§ **Article**
▼

A couple of interesting blog responses to the conceptronica piece - by Xenogothic and Red Velvet Corridor.
Well, I did not anticipate that the C-word would escalate into a meme!
Nor the polarized reactions the piece would elicit.
On one side, a bunch of people seemed to believe it was a straightforward celebration of all this high-concept
music (which they found pompous and overly cerebral).
On the other side, a bunch of people seemed to take it as a takedown.
Of course, it was neither.
voicing of some doubts and misgivings towards the end, it wasn't even a judgmental piece really - far more of an analysis / investigation - an attempt to understand how a
cultural economy has emerged during the course of the past decade, and how it works.
If I’d actually wanted to take the piss
out of this scene, there is no shortage of gassy, trying-way-too-hard press releases
I could have quoted from. On the contrary, I deliberately focused on some of the best representatives of this phenomenon - the ones who have the most articulate explanation of what they're trying to do, and who've most fully realized their intentions.
Sometimes when you do a piece, or a
book, the nub of it comes to you - annoyingly - after the fact.
In this case, it's got something to do with the fact that conceptronica is neither part of mass culture nor is it an underground (in the old sense
of an autonomous opposition to the mainstream). Instead, it’s steadily becoming
a sort of subsidized vanguard.
with that necessarily. But as the conceptual
electronic musicians have adapted to their new environment, they have taken on
that world’s procedures, terms of reference, etc. (Many already have the appropriate training). The upshot is that there is a textuality and rationalized framing that didn't exist in earlier phases of electronic music (outside the academy at any rate).
For sure, there have always been intellectuals involved in techno and rave culture - people with philosophical interests, or who come from art backgrounds, or who simply have things to say.
Still, electronica in the past was predominantly non-verbal - it sonified more than it signified. It worked through freefloating affect and visceral impact. Even
when creators had intellectual preoccupations or made works that addressed a Theme (as with
Wolfgang Voigt, Jeff Mills) the actual sonic outcome tended to be open-ended. There was scope for things to be reimagined by the individual listener, or collectively
repurposed by social energies. But with conceptronica, the textual element is so imbricated with the sonics that a work’s significance is far more predetermined. In such circumstances, the listener’s role is to be the recipient of a meaning placed there by an artist. It's more of a one-way transmission.

▲

Point annotation records:

▼

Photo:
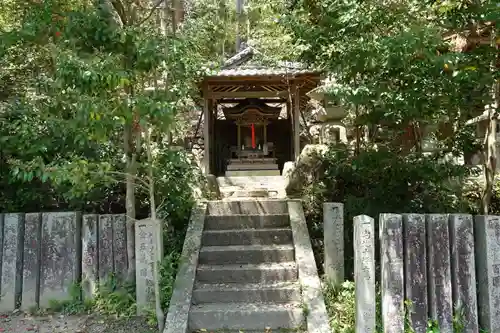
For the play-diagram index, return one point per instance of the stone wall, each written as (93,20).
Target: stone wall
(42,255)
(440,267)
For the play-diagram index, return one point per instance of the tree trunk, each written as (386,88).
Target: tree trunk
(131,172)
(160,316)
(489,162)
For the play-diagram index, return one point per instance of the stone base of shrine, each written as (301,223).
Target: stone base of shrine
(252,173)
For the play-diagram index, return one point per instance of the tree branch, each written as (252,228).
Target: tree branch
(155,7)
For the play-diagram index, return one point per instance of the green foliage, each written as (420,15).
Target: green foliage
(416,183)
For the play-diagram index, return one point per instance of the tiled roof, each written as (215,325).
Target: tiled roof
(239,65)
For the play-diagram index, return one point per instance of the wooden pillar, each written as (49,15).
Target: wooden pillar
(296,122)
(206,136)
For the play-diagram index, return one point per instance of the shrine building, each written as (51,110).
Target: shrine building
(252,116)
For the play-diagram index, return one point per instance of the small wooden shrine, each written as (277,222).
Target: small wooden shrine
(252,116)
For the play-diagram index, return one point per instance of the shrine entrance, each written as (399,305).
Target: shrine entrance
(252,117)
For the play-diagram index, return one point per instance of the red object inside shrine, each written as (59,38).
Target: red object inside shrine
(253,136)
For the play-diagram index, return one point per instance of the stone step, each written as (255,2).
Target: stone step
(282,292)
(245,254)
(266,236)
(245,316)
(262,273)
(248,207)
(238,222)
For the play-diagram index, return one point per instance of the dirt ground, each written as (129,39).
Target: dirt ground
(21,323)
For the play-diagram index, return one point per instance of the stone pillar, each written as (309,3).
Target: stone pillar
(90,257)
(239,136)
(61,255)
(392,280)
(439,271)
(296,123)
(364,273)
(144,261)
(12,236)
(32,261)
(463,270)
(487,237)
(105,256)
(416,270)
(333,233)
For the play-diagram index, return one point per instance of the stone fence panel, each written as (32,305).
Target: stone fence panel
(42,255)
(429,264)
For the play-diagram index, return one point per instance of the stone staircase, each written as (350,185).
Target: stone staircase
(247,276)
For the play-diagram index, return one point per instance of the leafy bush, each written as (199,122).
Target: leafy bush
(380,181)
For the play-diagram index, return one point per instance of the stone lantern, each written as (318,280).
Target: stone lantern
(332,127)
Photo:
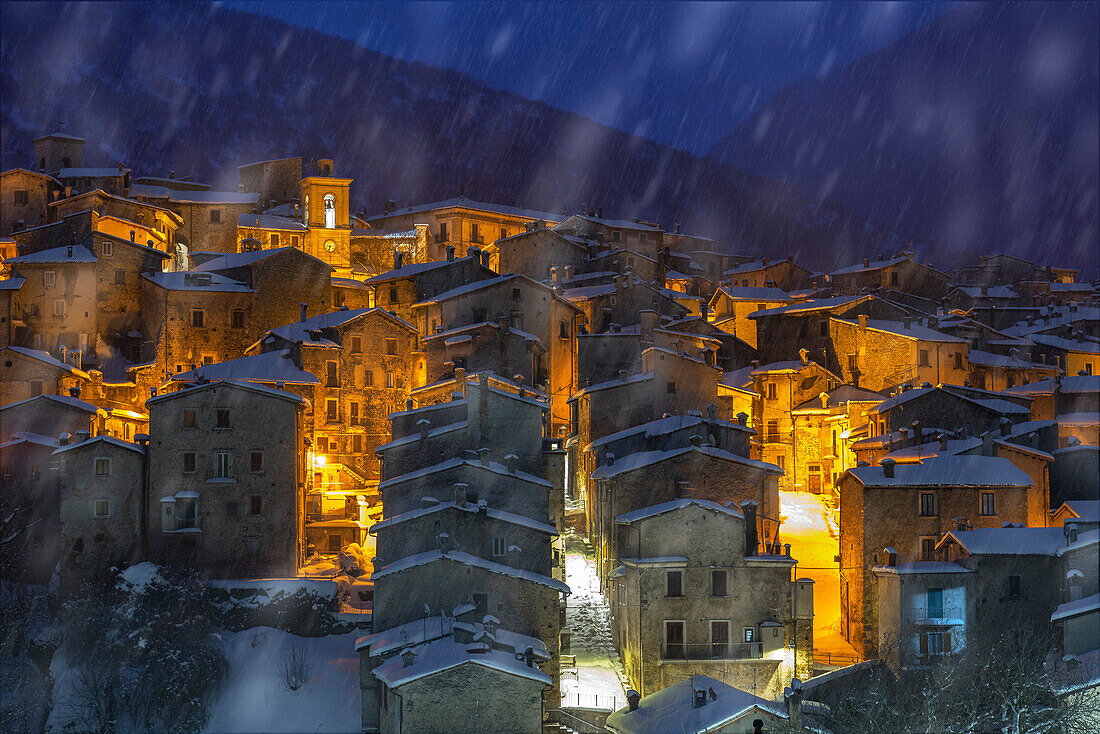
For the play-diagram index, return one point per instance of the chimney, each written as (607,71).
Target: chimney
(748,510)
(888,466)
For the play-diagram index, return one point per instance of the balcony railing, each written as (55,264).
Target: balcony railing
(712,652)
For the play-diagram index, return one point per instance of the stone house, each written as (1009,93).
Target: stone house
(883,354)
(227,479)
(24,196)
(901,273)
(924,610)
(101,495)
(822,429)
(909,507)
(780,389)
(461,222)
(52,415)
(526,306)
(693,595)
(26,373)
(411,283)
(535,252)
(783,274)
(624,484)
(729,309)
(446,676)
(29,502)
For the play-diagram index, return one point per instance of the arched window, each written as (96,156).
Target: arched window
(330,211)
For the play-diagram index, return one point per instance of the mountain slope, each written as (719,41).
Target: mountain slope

▲

§ **Exercise set**
(1) Summarize the post about conceptronica in two sentences.
(2) Using the post about conceptronica, answer each question briefly.
(a) Which two blogs posted responses to the conceptronica piece?
(b) Which two creators are named as having made works that addressed a Theme?
(c) Conceptronica is neither part of mass culture nor what?
(3) Carry the post about conceptronica forward from its final sentence.

§ **The results**
(1) The conceptronica piece drew polarized reactions, with some readers taking it as a celebration and others as a takedown, though it was neither and deliberately focused on some of the best representatives of the phenomenon. Conceptronica is becoming a subsidized vanguard rather than mass culture or an underground, and unlike earlier electronica, which was predominantly non-verbal and open-ended, its textual element is so bound up with the sound that a work's meaning is largely predetermined for the listener.

(2)
(a) Xenogothic and Red Velvet Corridor
(b) Wolfgang Voigt and Jeff Mills
(c) An underground

(3)
Further, there looms the problem inherent to any kind of
art where there is a statement being made, or there is an intention to enlighten and edify. You can find yourself wondering, “Well, wouldn't I get the same effect if I just read the block of text at
the entrance to the exhibition room, or the catalog essay, or an interview with the artist - rather than looking at the pictures / installation / video art?” What is the surplus that the aesthetic "casing" of the statement / polemic / enquiry actually provides? Why is it happening in this particular form, or even in this field?
Below are some “deleted scenes” – passages that got lost during various stages
of editing, which round out the argument and the overview.
The term "conceptronica" first came to
me back in 2006 when reviewing a Matmos album.
I also used it later that same year in a
piece about hauntology. But concept-driven electronic music
wasn’t a particularly new thing even then. In the Nineties, Mille Plateaux
named itself after the book by Gilles Deleuze & Felix Guattari; their best-known
outfit Oval spieled with intimidating rigour about the cultural ramifications
of digital technology. Another Mille
Plateaux artist Terre Thaemlitz released a series of covers albums dedicated to
iconic synthpop artists like Kraftwerk and Gary Numan, accompanied by
queer-theory-infused polemical essays.
That kind of thing seemed to dip away a bit,
during the microhouse years. But then towards the end of 2000s / early 2010s,
you had people like Herbert mounting sonic polemics like One Pig. Amanda Brown of
Not Not Fun and LA Vampires described herself as a conceptualist interested primarily in
thematics, as opposed to a songwriter expressing emotions. Elsewhere in that same hypnagogic scene you had Daniel Lopatin of Oneohtrix Point Never putting out records where increasingly the framing
of a project was an indispensable element of the listening experience. Graduates
in Fine Art and Art History, Taraka Larson and Nimai Larson of Prince Rama even composed an
art movement manifesto, The Now Age – with subsections like “Architecture of
Utopia” and “The Mirrorball as Panopticon”.
Berlin, October 2015: Holly Herndon
delivers the keynote presentation at Loop, a summit for music makers convened by the audio software company Ableton. Titled
“On Process,” the talk largely involves a deep dive into the intricacies of
Herndon’s creativity, the kind that led to her highly praised album of that year Platform. But it’s prefaced with general comments that deploy the
ancient rhetorical maneuver prolepsis: anticipation and outflanking of criticism.
Herndon notes that conceptually-minded electronic musicians often get negative
responses like “stop over-analysing everything” and “you’re ruining it with
your babble.” Rather than adding value
to projects and enriching the listener’s experience, these sceptics sees
concepts as taking something away. Music, it’s felt, ought to be able to “stand
up by itself” without textual support.
Now even more feted in the wake of this year’s Proto, Herndon seems like the right person to ask about the rise of conceptronica and the suspicion it
still rouses in some quarters. “For some people, they think the
concept is compensating for a lack in the music itself,” she muses over
Skype. “But my brain, or my taste, likes to marry concept and emotion – that’s the Holy Grail.” Concepts are
generative for Herndon, “a starting point, a way of creating a sound world or
coming up with a production technique.” But she always works hard to ensure
that the concepts are sensuously wedded
to the sound, so that listeners “can hear and physically feel whatever I'm
talking about through the music itself”….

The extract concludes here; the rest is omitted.